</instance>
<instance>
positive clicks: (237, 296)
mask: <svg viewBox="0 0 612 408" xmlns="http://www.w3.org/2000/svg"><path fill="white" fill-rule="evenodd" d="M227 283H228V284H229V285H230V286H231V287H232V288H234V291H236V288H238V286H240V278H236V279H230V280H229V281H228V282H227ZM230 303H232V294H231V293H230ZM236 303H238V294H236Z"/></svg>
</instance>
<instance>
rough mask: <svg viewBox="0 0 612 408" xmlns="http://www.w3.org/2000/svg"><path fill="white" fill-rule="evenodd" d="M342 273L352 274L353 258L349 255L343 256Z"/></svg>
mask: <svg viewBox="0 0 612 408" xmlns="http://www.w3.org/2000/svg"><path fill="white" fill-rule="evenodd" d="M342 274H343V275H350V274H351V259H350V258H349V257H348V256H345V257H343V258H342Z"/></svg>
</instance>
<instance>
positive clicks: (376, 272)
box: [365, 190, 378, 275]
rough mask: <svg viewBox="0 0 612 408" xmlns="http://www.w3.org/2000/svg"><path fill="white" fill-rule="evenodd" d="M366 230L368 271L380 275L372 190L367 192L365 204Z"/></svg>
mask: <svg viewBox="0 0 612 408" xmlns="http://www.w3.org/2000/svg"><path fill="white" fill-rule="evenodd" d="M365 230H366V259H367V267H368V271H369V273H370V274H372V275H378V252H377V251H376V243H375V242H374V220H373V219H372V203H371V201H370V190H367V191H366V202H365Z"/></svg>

- Problem requirements
The line with "positive clicks: (376, 272)" through the last line of the entries above: output exactly those lines and nothing else.

- Completed exercise
positive clicks: (376, 272)
box: [365, 190, 378, 275]
rough mask: <svg viewBox="0 0 612 408" xmlns="http://www.w3.org/2000/svg"><path fill="white" fill-rule="evenodd" d="M366 230L368 271L380 275L372 190L367 192L365 204Z"/></svg>
mask: <svg viewBox="0 0 612 408" xmlns="http://www.w3.org/2000/svg"><path fill="white" fill-rule="evenodd" d="M365 230H366V259H367V267H368V271H369V273H370V274H372V275H378V252H377V251H376V243H375V242H374V220H373V219H372V203H371V201H370V190H367V191H366V202H365Z"/></svg>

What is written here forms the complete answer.